§ **WHAT TO WORK ON**
All of the records below should be output exactly.

[START DATASET EXTRACT]

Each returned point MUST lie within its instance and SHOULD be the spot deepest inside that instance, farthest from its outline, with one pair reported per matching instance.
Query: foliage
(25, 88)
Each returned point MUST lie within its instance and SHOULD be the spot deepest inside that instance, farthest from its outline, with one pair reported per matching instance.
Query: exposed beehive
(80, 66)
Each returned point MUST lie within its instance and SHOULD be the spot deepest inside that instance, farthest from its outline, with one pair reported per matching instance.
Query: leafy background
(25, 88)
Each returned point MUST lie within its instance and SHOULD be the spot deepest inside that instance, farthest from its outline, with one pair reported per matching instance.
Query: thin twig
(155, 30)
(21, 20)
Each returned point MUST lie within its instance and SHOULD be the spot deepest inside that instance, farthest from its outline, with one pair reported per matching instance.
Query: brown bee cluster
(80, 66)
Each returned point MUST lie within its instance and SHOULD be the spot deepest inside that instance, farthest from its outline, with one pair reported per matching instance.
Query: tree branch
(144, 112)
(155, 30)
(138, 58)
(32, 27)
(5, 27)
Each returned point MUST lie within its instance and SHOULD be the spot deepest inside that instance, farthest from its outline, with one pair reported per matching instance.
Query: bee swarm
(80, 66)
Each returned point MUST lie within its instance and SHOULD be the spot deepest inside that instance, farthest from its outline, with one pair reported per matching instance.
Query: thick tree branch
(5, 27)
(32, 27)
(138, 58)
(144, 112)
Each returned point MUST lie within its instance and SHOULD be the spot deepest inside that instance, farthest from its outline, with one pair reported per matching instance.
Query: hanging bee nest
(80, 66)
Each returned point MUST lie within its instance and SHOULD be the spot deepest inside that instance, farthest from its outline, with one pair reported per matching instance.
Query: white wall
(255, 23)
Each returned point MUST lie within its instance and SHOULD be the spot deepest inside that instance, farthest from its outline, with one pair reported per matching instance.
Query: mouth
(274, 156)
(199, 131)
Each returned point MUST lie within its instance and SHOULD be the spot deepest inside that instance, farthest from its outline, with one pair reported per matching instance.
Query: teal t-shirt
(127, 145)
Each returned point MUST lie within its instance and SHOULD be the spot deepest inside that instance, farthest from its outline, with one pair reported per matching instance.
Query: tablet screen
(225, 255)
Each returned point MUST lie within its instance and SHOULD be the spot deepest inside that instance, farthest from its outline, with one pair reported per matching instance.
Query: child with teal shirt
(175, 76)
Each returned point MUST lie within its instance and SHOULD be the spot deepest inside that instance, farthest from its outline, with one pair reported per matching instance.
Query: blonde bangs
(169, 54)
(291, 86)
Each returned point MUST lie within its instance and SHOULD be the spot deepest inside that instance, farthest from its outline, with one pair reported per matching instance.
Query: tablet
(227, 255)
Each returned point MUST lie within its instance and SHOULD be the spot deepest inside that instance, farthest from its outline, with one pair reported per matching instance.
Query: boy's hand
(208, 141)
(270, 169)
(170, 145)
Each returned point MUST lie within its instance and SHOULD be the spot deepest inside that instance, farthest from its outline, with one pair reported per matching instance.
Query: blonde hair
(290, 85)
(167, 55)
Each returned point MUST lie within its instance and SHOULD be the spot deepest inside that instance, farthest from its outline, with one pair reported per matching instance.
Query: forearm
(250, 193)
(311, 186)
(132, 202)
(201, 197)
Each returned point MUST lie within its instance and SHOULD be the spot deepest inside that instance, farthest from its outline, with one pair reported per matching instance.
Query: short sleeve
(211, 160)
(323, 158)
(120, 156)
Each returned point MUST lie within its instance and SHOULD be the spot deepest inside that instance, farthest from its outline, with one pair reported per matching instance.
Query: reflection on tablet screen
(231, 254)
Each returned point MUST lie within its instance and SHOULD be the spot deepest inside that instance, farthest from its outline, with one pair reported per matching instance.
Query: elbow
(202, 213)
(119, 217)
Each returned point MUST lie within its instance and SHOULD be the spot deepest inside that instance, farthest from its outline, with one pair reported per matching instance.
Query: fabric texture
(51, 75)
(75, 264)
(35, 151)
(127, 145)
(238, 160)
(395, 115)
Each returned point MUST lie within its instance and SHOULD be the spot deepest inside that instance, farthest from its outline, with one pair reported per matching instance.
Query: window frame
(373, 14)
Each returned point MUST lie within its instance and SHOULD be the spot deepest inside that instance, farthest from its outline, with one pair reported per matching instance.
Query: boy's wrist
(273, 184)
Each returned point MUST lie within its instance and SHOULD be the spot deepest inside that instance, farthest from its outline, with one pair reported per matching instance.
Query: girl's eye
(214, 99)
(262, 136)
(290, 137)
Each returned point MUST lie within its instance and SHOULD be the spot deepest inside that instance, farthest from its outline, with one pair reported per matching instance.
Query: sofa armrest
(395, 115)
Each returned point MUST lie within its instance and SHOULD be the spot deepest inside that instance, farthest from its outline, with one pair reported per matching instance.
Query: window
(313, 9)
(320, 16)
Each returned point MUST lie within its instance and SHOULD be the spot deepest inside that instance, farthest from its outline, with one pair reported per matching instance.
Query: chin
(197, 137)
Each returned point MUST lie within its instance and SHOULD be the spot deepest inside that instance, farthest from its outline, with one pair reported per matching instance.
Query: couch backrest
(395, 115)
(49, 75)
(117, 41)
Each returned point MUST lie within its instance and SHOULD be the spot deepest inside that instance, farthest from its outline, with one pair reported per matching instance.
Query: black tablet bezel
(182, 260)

[END DATASET EXTRACT]

§ **ANSWER FOR THIS EXERCISE**
Each returned point MUST lie within its instance and SHOULD be the spot deepest inside that instance, farthest from its outline, with one pair reported per matching instance.
Query: foliage
(25, 88)
Each returned point MUST lie within its instance and SHOULD be the spot deepest inside that instance, farthest from its outline, with one pair reported per matching instance.
Query: exposed beehive
(80, 66)
Each returned point MUST lie within its instance and SHOULD be the spot deepest inside that instance, farthest from its outline, with one pair reported per matching instance.
Query: leafy background
(25, 88)
Each returned point MUST lie within its instance and SHOULD be the spot deepest inside that instance, farthest from its outline, with one pair reported per matching instance.
Query: thin twig
(155, 30)
(21, 20)
Each returned point MUST lie within its instance and SHOULD be the spot deepest inside that instance, farthest from its outline, with one pair reported per matching instance.
Query: brown bee cluster
(80, 66)
Each returned point MUST lie within its instance and SHOULD be the spot deepest inside that instance, farthest from its outline, with one pair reported per matching instance.
Query: tree branch
(144, 112)
(155, 30)
(138, 58)
(32, 27)
(5, 27)
Each returned point MUST lie within its instance and SHOULD be the spot deepest inside that instance, farthest from its outline, with one pair reported per matching instance.
Query: bee swarm
(80, 66)
Each returned point MUST lie within its instance and SHOULD be the spot deepest inside that instance, farthest from its outline, with one pair reported per matching instance.
Query: thick tree branch
(5, 27)
(32, 27)
(138, 58)
(144, 112)
Each returned point MUST lie within its instance and SHOULD be the spot deepest inside that instance, farthest from its outline, with one pair reported per matching instance.
Query: hanging bee nest
(80, 66)
Each returned point MUST lie within its instance and SHOULD be the spot deepest inside that instance, farthest from its outline, with one pair reported per matching instance.
Query: white wall
(255, 23)
Each returned point MUST lie within its instance and SHOULD be the spot deepest inside that instance, farthest from its outline, with one pair reported per matching instance.
Query: mouth
(274, 156)
(199, 131)
Each returned point MUST lie within its instance and SHOULD be the spot deepest inside that instance, farthest from its outline, with one pair reported per matching instance.
Query: teal t-shirt
(127, 145)
Each returned point MUST lie within its instance and SHOULD be the spot deepest inside that instance, farthest from its outline, with one pair reported per matching instance.
Query: tablet screen
(225, 255)
Each returned point MUST lie within its instance and SHOULD be the spot deepest inside that instance, farthest from its outline, with one pair reported per matching instance.
Query: child with teal shirt
(175, 76)
Each returned point MUST lie within its instance and SHOULD be the spot deepest inside that instance, farthest from its outline, with one pair reported per matching instance.
Query: blonde bangs
(169, 54)
(291, 86)
Each returned point MUST lie within its instance and SHOULD be the spot deepest inside that instance, farthest from its outline, with one pair reported per matching instance.
Query: tablet
(227, 255)
Each returned point MUST lie within its instance and SHOULD be the spot deepest inside that instance, farthest from its outline, with one pair reported per matching instance.
Query: boy's hand
(208, 141)
(270, 169)
(170, 145)
Each returned point MUST lie within its instance and SHOULD be the spot deepest inside that instance, farthest from its outline, with one pair reported per matching instance.
Query: blonde hair
(290, 85)
(167, 55)
Each returned point MUST lie within its instance and SHOULD be the spot deepest inside that instance, farthest from its outline, with one pair reported per matching instance.
Query: forearm
(250, 193)
(311, 186)
(132, 202)
(201, 197)
Each returned point MUST lie within its instance and SHOULD be the spot deepest inside that instance, farthest from its outline, with one pair reported per matching instance.
Query: short sleeve
(211, 160)
(323, 158)
(120, 156)
Each returned point MUST lie within its instance and SHOULD be the spot deepest inside that instance, farthest from its outline, with one pair reported per matching instance.
Query: reflection on tablet screen
(231, 254)
Each returned point MUST lie within its instance and SHOULD be the spot deepest inside that instance, farthest from its outline, with one pair reported per matching instance.
Query: elbow
(202, 213)
(119, 217)
Each returned point MUST lie within its instance and SHOULD be the spot deepest inside that instance, farthest from its outline, with one pair reported per matching instance.
Query: fabric texture
(51, 75)
(75, 264)
(35, 151)
(127, 145)
(238, 160)
(395, 115)
Each returned point MUST lie within its instance and SHOULD be the spot deepest inside that instance, farthest from its outline, with one pair reported per matching instance.
Query: window frame
(373, 14)
Each returned point MUST lie within its instance and SHOULD be the spot deepest inside that instance, farthest from its outline, with one pair reported per matching instance.
Query: boy's wrist
(273, 184)
Each returned point MUST lie within its instance and SHOULD be the spot deepest inside that instance, farthest from its outline, with one pair reported per matching instance.
Query: girl's eye
(214, 99)
(262, 136)
(290, 137)
Each returned point MUST lie within its instance and SHOULD be the spot deepest inside that instance, farthest from its outline, with one pair reported per matching instance.
Query: sofa armrest
(395, 115)
Each returned point MUST lie within its instance and SHOULD be the spot deepest inside that instance, farthest from its outline, with one pair reported per matching instance.
Query: window
(313, 9)
(320, 16)
Each returned point MUST lie within its instance and SHOULD be the spot deepest inside that instance, farthest from its outline, with one pair reported per matching instance.
Query: chin
(197, 137)
Each returned point MUST lie within its instance and SHOULD be the spot deepest inside that instance, farthest from its outline, with one pair reported per matching instance.
Query: couch backrest
(395, 115)
(49, 75)
(117, 41)
Each returned point MUST lie within its instance and SHOULD be the spot deepest inside that instance, farthest from its outline, with one pair reported per matching instance.
Query: black tablet bezel
(182, 260)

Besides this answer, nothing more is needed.